• GOAL OF THE EXERCISE:
Turn the rows below into a numbered list, leaving out any blank lines.

• PROVIDED RECORDS:
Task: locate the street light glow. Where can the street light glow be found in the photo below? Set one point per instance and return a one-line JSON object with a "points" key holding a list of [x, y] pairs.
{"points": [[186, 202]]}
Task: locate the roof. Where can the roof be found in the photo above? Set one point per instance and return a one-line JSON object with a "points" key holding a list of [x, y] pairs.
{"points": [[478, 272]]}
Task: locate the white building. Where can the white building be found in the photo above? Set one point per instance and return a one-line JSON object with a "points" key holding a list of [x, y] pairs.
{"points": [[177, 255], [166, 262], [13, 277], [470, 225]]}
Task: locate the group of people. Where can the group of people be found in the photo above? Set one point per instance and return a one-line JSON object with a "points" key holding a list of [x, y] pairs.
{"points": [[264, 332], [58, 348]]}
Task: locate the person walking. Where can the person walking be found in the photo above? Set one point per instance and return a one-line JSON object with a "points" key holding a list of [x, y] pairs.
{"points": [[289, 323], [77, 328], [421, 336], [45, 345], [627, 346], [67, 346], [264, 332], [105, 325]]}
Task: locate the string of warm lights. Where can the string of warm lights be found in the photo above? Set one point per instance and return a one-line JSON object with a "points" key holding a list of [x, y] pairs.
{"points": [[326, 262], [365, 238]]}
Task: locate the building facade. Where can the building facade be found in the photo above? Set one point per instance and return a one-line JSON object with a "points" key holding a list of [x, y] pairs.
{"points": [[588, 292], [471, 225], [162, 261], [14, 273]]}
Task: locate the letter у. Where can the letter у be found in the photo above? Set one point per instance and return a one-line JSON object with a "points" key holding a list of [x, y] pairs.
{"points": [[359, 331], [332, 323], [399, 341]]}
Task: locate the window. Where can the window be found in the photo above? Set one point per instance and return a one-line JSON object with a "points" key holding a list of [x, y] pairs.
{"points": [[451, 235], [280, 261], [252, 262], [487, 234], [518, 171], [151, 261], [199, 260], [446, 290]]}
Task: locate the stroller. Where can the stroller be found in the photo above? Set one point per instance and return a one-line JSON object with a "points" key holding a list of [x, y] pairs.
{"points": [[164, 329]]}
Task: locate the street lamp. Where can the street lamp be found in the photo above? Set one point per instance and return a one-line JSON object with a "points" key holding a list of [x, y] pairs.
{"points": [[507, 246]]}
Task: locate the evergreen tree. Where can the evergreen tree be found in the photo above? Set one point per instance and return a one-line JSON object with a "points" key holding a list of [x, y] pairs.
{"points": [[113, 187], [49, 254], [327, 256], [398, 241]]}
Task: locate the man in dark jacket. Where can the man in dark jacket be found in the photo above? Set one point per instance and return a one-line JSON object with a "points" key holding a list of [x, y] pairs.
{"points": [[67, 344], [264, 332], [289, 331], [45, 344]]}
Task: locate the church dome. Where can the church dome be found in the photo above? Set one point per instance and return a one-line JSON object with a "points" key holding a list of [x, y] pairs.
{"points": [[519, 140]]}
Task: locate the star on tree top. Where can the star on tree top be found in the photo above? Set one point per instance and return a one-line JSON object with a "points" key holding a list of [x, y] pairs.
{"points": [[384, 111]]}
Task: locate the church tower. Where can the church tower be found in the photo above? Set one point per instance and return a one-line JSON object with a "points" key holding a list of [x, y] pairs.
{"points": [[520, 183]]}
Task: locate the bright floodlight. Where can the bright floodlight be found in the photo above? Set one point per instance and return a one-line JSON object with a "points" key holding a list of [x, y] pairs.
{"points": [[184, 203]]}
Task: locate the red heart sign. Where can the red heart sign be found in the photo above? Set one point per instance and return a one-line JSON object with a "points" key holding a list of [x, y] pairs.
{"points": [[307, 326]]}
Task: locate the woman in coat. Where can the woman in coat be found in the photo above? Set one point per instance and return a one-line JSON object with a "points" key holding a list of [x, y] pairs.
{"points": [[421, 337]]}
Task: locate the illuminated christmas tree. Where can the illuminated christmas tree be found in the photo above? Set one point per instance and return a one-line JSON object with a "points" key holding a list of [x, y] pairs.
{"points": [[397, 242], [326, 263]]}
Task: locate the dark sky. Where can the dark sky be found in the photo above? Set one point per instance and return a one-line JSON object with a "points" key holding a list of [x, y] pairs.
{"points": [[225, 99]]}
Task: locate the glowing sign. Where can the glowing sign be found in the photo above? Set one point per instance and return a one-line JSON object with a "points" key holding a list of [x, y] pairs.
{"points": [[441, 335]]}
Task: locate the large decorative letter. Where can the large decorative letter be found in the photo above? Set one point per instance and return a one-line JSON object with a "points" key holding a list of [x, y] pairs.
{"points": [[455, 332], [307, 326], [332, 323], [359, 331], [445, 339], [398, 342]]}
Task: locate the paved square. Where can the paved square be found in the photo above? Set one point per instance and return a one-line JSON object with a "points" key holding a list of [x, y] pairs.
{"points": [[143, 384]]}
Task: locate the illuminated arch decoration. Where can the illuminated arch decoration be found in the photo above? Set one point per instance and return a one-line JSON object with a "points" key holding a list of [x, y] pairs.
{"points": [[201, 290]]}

• FULL SOLUTION:
1. Task: locate the street light glow. Where can the street light glow be found in the photo below? Set one point per instance and return a one-line JSON object with a "points" key holding a list of [x, y] pairs.
2. {"points": [[186, 202]]}
3. Task: locate the roof. Where can the roof be found in the photo above? Set one point per instance and return a one-line JSON object with a "points" key holding a list of [x, y] pairs.
4. {"points": [[478, 272]]}
5. Task: locate the white building. Where can the white building be found in the photo above? Set one point per instance and return a one-line JSON object with a "points" key holding a list of [x, y] pairs.
6. {"points": [[177, 255], [166, 262], [13, 277], [470, 225]]}
7. Task: locate the group of people. Where can the group of people be found in the photo above? Set one point per instance and return a one-line JSON object with a "points" key holding a list of [x, y] pairs.
8. {"points": [[264, 332], [58, 348]]}
9. Task: locate the person walking. Where can the person walking be found in the photo above? Set one point per instance and return a one-line JSON object with a "points" key holding a list of [x, y] pairs.
10. {"points": [[289, 323], [77, 328], [421, 336], [45, 345], [627, 346], [67, 346], [264, 332], [105, 325]]}
11. Task: locate the string of warm lights. Where can the string of warm lights be found in the photo above? Set one point per instance and return a one-line JSON object with a "points" key holding a list of [x, y] pairs.
12. {"points": [[326, 262], [365, 238]]}
13. Task: locate the building facade. Where can the building facade be found in the photo above? Set one point per instance and return a one-line JSON object with a "points" key holding a list of [x, y] pairs.
14. {"points": [[588, 292], [471, 225], [162, 261], [14, 273]]}
15. Task: locate the letter у. Where can the letter у be found in the photo above? Set one point per instance and return a one-line JSON object with a "points" key holding a list of [x, y] pairs.
16. {"points": [[359, 331], [332, 323], [399, 341]]}
17. Task: locate the window. Where can the window be found in the photo above? Set one point per instance and return a one-line JSON object with a "points" key holding a list of [x, y] pairs.
18. {"points": [[451, 235], [280, 261], [252, 262], [487, 234], [518, 171], [151, 261], [199, 260], [446, 290]]}
19. Task: locate the stroller. Where can the stroller be found in the photo above? Set one point per instance and return a one-line JSON object with a "points" key holding a list of [x, y] pairs.
20. {"points": [[164, 329]]}
21. Task: locate the street lamp. Where can the street lamp be found in the photo above? Set one point per instance and return a one-line JSON object with a "points" key holding a list of [x, y] pairs.
22. {"points": [[507, 246]]}
23. Task: locate the evergreen tree. Where can the evergreen tree be found in the photo above? Set one point per instance and return a one-line JSON object with a "points" key holding a list of [x, y] pairs.
24. {"points": [[113, 187], [49, 254], [327, 256], [398, 241]]}
25. Task: locate the man in dark jacket. Where can the man in dark jacket be found in the photo above? Set one point per instance and return a one-line JSON object with a "points" key holding a list of [x, y] pairs.
26. {"points": [[67, 344], [264, 332], [289, 331], [45, 344]]}
27. Task: locate the church dome. Where can the church dome be found in the photo above? Set one point per instance and return a one-line JSON object with a "points" key holding a list of [x, y] pairs.
28. {"points": [[519, 140]]}
29. Task: locate the star on tree top. Where can the star on tree top be found in the photo above? Set one point per instance and return a one-line JSON object with a "points" key holding a list of [x, y] pairs.
30. {"points": [[384, 111]]}
31. Task: locate the church tower. Where can the church tower be found in the photo above? Set one point per instance and return a one-line JSON object with a "points" key holding a list of [x, y] pairs.
32. {"points": [[520, 183]]}
33. Task: locate the bright floodlight. Where can the bright floodlight be found in the photo above? Set one point per instance and return a one-line JSON object with a "points" key holding a list of [x, y] pairs.
34. {"points": [[184, 203]]}
35. Task: locate the red heart sign. Where can the red heart sign be found in the photo above? Set one point per instance and return a one-line JSON object with a "points" key holding a list of [x, y] pairs.
36. {"points": [[307, 326]]}
37. Task: locate the woman in coat. Where can the woman in coat be found in the photo above? Set one point per instance and return a one-line JSON object with a "points" key holding a list of [x, y] pairs.
38. {"points": [[421, 337]]}
39. Task: locate the illuminated christmas tree. Where can the illuminated christmas tree be found in the photo above? Set one point per instance and return a one-line JSON object with a "points" key holding a list of [x, y] pairs.
40. {"points": [[397, 242], [326, 263]]}
41. Task: locate the dark sky. Where can the dark sky be found in the photo above? Set one point per instance and return a one-line JSON object with a "points" key holding a list of [x, y] pairs.
42. {"points": [[225, 99]]}
43. Task: locate the glowing sign. Where can the glowing sign be found in the photo above? Set one point per instance and return a one-line JSON object with a "points" key holding a list of [x, y] pairs.
44. {"points": [[441, 335]]}
45. Task: locate the large decorative letter. Where can the large decorative letter be found in the photo above? Set one point per instance and return a one-line JSON object with a "points" key holding a list of [x, y] pairs.
46. {"points": [[455, 332], [307, 326], [332, 323], [359, 331], [445, 339], [398, 342]]}
47. Task: locate the paved square. Where can the paved square be found in the photo above? Set one point per instance and return a one-line JSON object with a "points" key holding a list of [x, y] pairs.
48. {"points": [[143, 384]]}
49. Task: locate the illuminated arch decoration. Where can the illuminated arch decoration be found in the photo above? Set one point per instance and return a one-line JSON object with a "points" key holding a list of [x, y] pairs.
50. {"points": [[201, 290]]}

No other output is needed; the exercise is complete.